# Why didn't I know this?



## Captain Jerry (Apr 20, 2011)

I finally got around to mounting a caliper based DRO on the cross slide of my lathe. The first thing I did was to compare it with the dial. One full turn = 50 divisions and the caliper reads .049". I thought my mounting was at fault, so I fiddled with it for a while. New test, same result. More fiddling, no change. I began to doubt the scale so I set up a dial indicator and it agreed with the caliper. I changed the caliper to the mm scale and one full turn = 0.125 mm! The dials are NOT inches. The lathe is a 10 year old HF 9x20 that I got second hand with no documentation and for some reason I thought the divisions were .001".

I downloaded an operators manual for the Grizzly 9x19 and there it is 

    "One division = approx .001"

If you are sneaking up on a finished diameter, using the dials is just a crap shoot. I spent the afternoon turning a piece of CRS to target dimensions. .500", .475", .450" ... using just one mic check per target and sneaking up using the DRO scale. After a few misses, I hit all of the targets within .001". I had never been able to do that using the markings on the dial.

I guess that's what approx means.

Jerry


----------



## Sparticusrye (Apr 20, 2011)

[Dataset entries about object locations]

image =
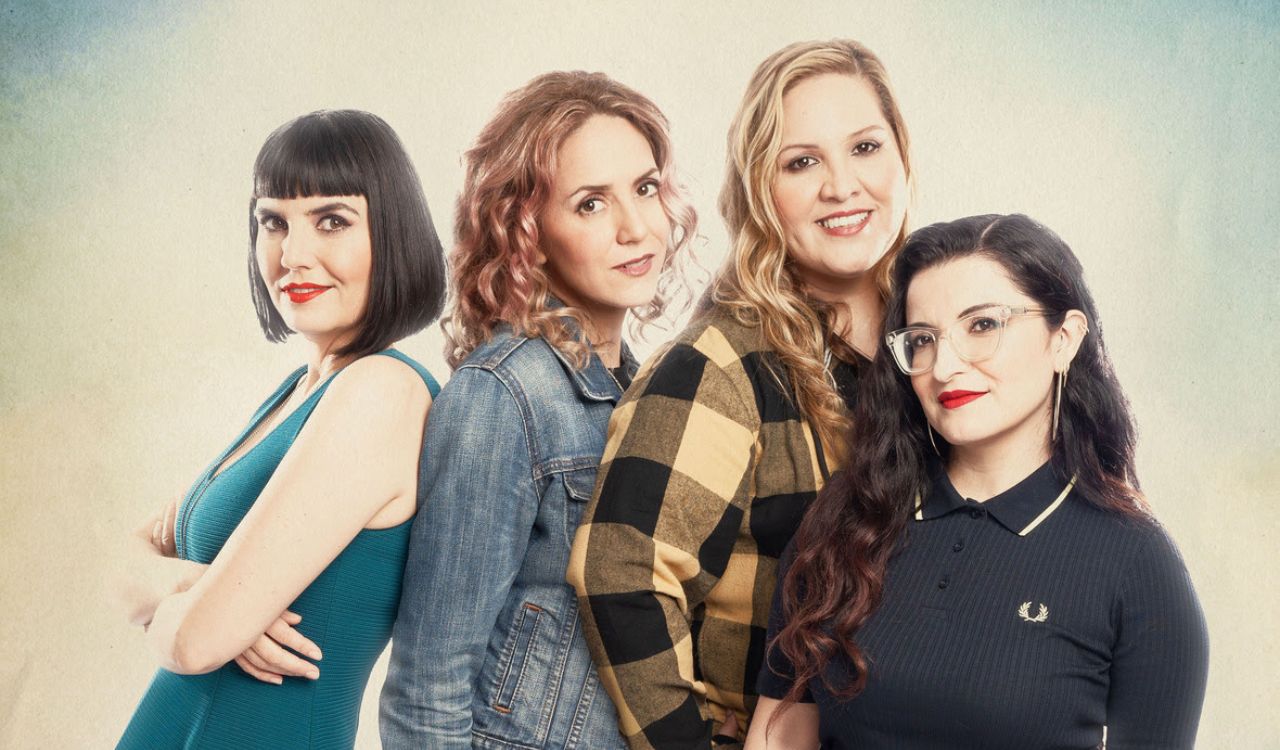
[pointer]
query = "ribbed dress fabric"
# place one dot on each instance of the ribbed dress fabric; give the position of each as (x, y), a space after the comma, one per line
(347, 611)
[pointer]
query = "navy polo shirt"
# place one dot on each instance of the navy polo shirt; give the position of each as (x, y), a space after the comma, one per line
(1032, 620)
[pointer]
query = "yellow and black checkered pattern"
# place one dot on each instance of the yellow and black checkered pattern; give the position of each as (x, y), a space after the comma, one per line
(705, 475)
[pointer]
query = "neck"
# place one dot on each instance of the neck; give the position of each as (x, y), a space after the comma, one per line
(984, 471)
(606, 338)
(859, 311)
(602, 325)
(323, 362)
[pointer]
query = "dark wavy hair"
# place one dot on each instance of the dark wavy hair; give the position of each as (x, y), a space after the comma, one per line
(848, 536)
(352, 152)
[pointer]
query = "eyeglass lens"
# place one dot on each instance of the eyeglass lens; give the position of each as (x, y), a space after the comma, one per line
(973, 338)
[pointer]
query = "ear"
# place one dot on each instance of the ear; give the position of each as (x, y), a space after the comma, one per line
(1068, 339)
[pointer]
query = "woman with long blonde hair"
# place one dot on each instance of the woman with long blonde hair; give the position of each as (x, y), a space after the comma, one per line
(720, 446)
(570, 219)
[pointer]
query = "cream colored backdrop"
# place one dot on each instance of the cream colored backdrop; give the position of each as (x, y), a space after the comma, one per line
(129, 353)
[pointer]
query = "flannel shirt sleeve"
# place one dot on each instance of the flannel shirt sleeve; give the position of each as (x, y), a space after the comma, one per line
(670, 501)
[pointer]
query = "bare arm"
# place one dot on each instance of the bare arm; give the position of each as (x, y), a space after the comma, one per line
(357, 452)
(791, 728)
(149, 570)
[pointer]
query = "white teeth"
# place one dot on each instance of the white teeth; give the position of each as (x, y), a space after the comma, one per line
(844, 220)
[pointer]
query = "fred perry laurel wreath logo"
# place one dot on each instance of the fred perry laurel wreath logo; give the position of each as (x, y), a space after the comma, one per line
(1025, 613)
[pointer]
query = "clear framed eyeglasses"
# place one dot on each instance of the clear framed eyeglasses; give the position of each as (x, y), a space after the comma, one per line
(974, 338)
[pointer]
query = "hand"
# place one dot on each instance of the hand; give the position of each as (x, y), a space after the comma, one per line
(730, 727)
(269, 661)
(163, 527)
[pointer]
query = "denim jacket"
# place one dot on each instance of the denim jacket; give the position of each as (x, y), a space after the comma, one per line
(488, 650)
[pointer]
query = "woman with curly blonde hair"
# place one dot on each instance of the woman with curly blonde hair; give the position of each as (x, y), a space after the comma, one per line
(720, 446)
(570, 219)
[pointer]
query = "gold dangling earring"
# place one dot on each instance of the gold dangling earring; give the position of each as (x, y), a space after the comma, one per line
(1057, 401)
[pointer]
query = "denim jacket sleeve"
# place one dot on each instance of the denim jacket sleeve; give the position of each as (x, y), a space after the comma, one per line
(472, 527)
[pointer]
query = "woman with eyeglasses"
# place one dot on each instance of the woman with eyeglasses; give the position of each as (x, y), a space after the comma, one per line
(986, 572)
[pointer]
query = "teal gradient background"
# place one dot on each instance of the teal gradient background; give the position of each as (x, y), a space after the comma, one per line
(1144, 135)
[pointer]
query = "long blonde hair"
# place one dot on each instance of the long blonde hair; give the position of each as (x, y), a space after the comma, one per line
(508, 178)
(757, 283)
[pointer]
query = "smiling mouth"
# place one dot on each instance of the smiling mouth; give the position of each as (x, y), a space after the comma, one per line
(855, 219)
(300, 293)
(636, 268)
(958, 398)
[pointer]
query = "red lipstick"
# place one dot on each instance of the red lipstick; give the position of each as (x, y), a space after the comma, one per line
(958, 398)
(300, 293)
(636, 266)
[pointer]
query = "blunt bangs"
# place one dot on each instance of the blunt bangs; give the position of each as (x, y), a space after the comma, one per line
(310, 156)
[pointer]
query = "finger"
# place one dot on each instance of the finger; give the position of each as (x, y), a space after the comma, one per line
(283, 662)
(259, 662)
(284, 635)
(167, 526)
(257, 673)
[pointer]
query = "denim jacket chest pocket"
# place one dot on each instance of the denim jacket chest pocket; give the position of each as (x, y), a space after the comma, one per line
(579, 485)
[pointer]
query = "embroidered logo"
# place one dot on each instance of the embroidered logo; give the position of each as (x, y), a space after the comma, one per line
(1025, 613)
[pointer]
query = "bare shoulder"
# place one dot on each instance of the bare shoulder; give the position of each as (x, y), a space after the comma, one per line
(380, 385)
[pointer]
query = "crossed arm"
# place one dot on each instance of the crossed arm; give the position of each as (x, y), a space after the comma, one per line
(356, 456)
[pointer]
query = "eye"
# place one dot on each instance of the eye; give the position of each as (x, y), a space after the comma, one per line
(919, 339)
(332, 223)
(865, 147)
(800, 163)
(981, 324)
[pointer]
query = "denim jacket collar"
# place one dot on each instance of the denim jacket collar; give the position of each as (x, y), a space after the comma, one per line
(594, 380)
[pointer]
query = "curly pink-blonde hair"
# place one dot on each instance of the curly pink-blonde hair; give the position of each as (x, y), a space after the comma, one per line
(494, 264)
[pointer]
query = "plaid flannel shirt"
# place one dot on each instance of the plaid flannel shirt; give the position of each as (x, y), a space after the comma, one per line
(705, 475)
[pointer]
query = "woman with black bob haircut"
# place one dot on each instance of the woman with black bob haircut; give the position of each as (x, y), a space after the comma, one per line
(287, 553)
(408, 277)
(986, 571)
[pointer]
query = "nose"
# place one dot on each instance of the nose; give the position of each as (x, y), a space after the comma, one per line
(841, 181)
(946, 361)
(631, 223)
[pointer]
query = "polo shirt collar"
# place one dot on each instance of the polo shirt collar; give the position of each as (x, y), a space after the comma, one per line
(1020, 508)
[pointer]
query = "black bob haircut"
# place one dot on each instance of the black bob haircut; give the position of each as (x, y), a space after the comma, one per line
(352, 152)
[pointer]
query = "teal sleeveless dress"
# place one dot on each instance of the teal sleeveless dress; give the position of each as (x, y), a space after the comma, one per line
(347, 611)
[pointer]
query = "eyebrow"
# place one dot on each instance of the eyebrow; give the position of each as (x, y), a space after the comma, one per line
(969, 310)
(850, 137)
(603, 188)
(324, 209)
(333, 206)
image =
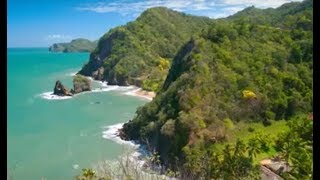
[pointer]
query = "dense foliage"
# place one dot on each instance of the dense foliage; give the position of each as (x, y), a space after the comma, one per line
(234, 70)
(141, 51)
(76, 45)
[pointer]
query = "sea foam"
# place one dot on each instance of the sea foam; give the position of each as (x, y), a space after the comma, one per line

### Work instructions
Copy out the whole forum thread about the lathe cross-slide dials without changing anything.

### Solution to the problem
# Why didn't I know this?



## Captain Jerry (Apr 20, 2011)

I finally got around to mounting a caliper based DRO on the cross slide of my lathe. The first thing I did was to compare it with the dial. One full turn = 50 divisions and the caliper reads .049". I thought my mounting was at fault, so I fiddled with it for a while. New test, same result. More fiddling, no change. I began to doubt the scale so I set up a dial indicator and it agreed with the caliper. I changed the caliper to the mm scale and one full turn = 0.125 mm! The dials are NOT inches. The lathe is a 10 year old HF 9x20 that I got second hand with no documentation and for some reason I thought the divisions were .001".

I downloaded an operators manual for the Grizzly 9x19 and there it is 

    "One division = approx .001"

If you are sneaking up on a finished diameter, using the dials is just a crap shoot. I spent the afternoon turning a piece of CRS to target dimensions. .500", .475", .450" ... using just one mic check per target and sneaking up using the DRO scale. After a few misses, I hit all of the targets within .001". I had never been able to do that using the markings on the dial.

I guess that's what approx means.

Jerry


----------



## Sparticusrye (Apr 20, 2011)